Copy the rows below, swapping every "Target" for "Object" and changing nothing else. Leave the pictures out.

**Data for the task:**
========================================

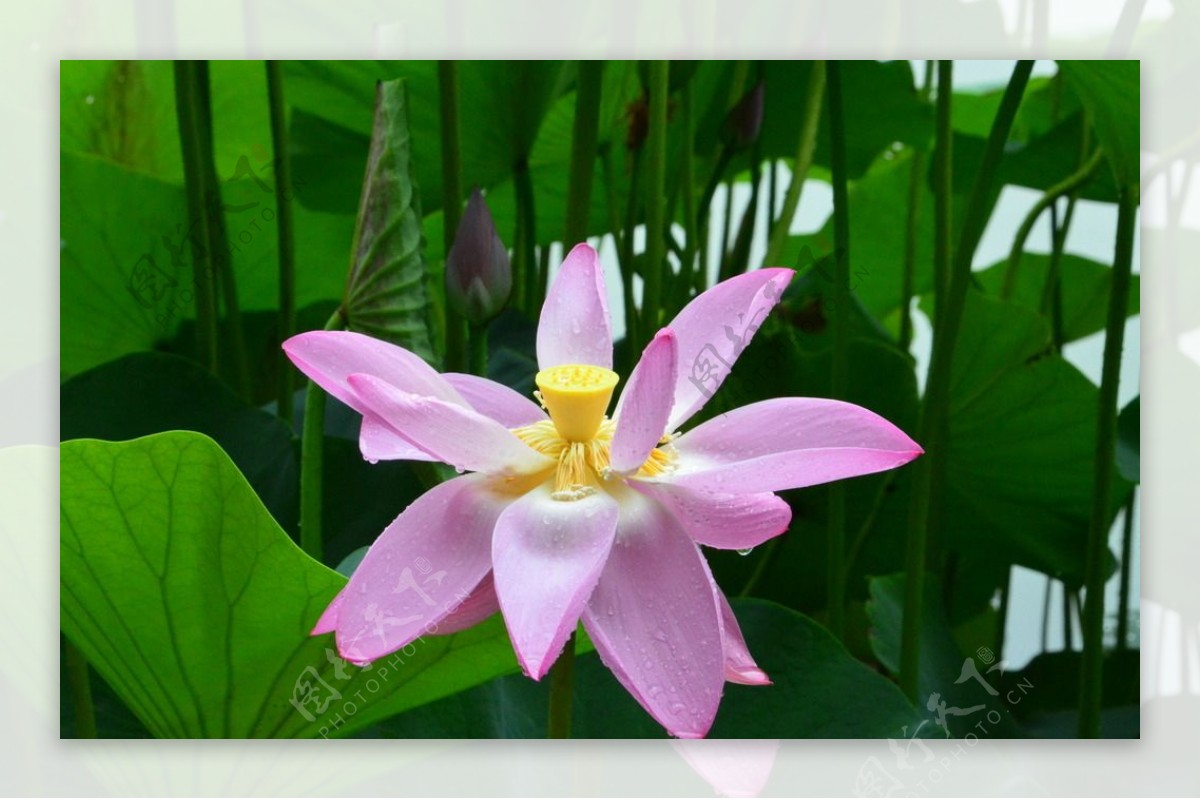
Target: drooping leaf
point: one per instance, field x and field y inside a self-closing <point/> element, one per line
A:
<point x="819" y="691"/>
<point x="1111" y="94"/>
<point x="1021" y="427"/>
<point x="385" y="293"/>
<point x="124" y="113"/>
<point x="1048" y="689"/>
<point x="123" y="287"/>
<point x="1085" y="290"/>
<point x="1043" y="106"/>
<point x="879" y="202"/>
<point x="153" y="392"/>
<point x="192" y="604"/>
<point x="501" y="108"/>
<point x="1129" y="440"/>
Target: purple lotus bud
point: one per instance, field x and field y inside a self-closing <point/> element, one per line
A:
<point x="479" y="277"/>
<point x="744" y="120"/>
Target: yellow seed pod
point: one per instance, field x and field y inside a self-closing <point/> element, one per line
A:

========================================

**Completed task:**
Object: drooping leaf
point: one per instance, field x and field y inside a self-closing <point/> element, one per line
A:
<point x="819" y="691"/>
<point x="1111" y="94"/>
<point x="1021" y="427"/>
<point x="385" y="293"/>
<point x="124" y="113"/>
<point x="1048" y="689"/>
<point x="123" y="287"/>
<point x="1085" y="290"/>
<point x="1043" y="106"/>
<point x="879" y="202"/>
<point x="153" y="392"/>
<point x="192" y="604"/>
<point x="501" y="108"/>
<point x="1129" y="440"/>
Object: purple lotus bud
point: one per instance, field x and field y inside a self-closing <point/> element, one per line
A:
<point x="479" y="277"/>
<point x="744" y="120"/>
Object: yellow seed pod
point: one per instance, field x and field y inside a self-closing <point/> element, one per line
A:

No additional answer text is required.